REQUIRED WORK |
Copy out all lines in the data below containing the string "flag".

==============================

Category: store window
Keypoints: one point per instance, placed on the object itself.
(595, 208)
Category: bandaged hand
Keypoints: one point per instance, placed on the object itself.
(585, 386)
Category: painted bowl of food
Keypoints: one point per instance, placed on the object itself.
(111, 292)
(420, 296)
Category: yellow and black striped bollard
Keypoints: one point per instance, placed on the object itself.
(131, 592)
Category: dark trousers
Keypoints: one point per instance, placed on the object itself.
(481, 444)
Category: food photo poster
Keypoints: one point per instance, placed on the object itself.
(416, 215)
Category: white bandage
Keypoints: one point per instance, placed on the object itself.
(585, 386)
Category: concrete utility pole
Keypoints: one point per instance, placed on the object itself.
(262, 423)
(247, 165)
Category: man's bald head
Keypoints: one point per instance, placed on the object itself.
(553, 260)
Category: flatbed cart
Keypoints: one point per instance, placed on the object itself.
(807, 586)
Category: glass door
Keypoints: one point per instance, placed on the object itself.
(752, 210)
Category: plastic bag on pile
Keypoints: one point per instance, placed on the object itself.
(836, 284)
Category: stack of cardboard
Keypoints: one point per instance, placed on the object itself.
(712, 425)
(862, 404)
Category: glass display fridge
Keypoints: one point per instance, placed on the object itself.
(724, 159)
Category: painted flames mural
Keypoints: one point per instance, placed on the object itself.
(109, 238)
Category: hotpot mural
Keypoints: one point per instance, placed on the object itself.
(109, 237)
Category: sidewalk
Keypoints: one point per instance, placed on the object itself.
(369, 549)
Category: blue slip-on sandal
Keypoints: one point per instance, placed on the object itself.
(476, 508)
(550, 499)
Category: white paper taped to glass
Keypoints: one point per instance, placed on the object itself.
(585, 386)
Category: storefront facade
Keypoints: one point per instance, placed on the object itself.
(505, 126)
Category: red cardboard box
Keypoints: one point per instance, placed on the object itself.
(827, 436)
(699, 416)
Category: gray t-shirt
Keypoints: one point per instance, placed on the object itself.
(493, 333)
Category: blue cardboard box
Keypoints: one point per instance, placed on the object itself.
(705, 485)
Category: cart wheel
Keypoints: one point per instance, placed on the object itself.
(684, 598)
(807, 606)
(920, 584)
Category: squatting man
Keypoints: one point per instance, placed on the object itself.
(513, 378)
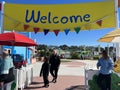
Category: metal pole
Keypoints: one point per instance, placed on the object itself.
(2, 24)
(117, 26)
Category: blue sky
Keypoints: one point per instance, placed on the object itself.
(88, 38)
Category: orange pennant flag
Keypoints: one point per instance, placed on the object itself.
(56, 32)
(26, 27)
(99, 22)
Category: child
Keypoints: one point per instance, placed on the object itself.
(45, 72)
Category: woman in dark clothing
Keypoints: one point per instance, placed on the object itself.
(54, 65)
(45, 72)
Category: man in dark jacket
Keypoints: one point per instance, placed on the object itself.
(45, 72)
(54, 65)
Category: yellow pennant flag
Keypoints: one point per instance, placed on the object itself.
(59, 16)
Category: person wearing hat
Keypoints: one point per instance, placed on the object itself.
(5, 67)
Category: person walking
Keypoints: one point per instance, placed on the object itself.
(45, 72)
(54, 65)
(106, 65)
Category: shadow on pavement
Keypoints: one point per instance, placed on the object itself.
(77, 87)
(33, 83)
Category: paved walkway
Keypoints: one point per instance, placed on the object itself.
(71, 76)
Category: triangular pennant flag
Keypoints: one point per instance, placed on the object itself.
(36, 30)
(56, 32)
(99, 22)
(67, 31)
(88, 26)
(46, 31)
(77, 29)
(26, 27)
(16, 24)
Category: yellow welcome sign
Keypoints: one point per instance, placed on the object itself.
(25, 17)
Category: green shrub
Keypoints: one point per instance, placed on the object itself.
(114, 83)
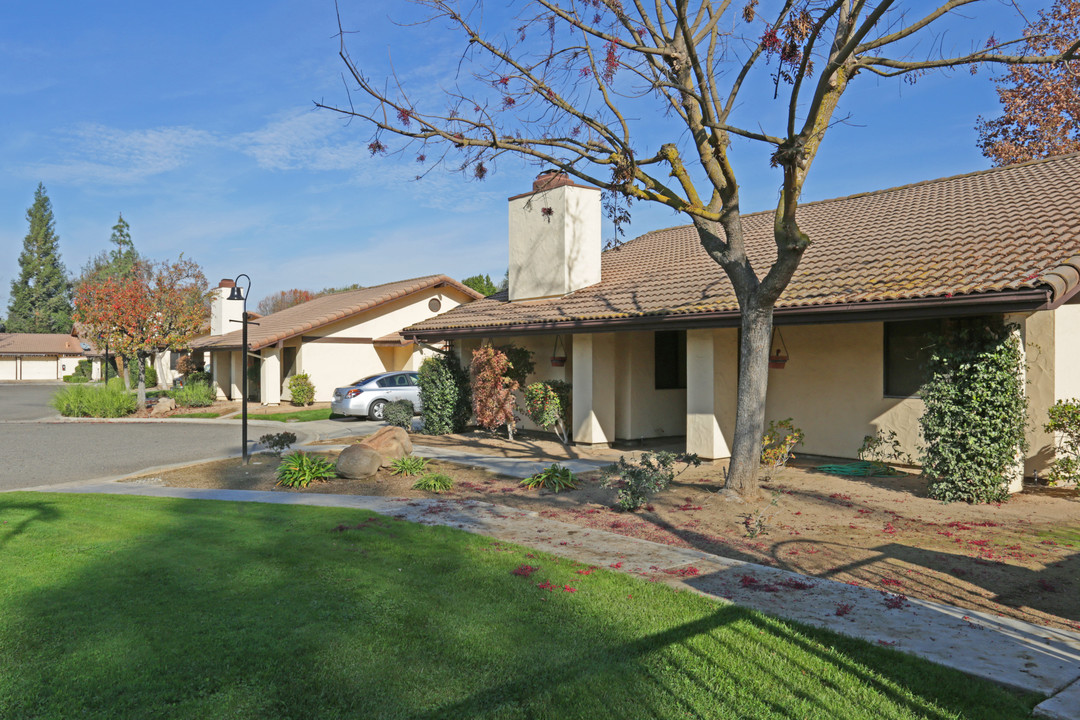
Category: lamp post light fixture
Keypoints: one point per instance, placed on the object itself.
(235, 294)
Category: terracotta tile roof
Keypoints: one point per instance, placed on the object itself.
(325, 310)
(39, 343)
(1014, 228)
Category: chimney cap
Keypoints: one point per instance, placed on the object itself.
(550, 179)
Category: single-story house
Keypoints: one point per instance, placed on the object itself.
(649, 329)
(39, 355)
(335, 339)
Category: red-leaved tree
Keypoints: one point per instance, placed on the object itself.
(1040, 103)
(494, 402)
(160, 307)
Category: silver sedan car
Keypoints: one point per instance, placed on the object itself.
(370, 395)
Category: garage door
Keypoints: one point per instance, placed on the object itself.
(39, 368)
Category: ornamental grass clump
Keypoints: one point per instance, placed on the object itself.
(408, 465)
(973, 426)
(554, 478)
(95, 401)
(299, 470)
(434, 483)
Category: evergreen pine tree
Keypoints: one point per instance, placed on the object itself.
(40, 297)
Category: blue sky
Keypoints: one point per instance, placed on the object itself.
(196, 120)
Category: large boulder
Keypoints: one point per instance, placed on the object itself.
(164, 406)
(390, 443)
(358, 462)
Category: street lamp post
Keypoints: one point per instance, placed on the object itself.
(235, 294)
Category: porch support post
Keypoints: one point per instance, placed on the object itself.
(270, 379)
(1015, 474)
(594, 389)
(703, 433)
(235, 372)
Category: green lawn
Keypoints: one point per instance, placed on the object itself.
(122, 607)
(300, 416)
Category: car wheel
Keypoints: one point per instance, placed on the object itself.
(377, 410)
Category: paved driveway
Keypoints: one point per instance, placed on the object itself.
(27, 401)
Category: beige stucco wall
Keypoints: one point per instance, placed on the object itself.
(333, 365)
(833, 388)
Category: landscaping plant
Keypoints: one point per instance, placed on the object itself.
(278, 443)
(95, 401)
(548, 405)
(554, 478)
(299, 469)
(301, 390)
(434, 483)
(493, 390)
(883, 448)
(445, 395)
(975, 413)
(408, 465)
(777, 445)
(193, 394)
(1065, 423)
(400, 413)
(652, 473)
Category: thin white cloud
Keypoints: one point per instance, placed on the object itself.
(100, 154)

==============================

EXERCISE OUTPUT |
Category: orange pennant flag
Category: yellow pennant flag
Category: triangular pennant flag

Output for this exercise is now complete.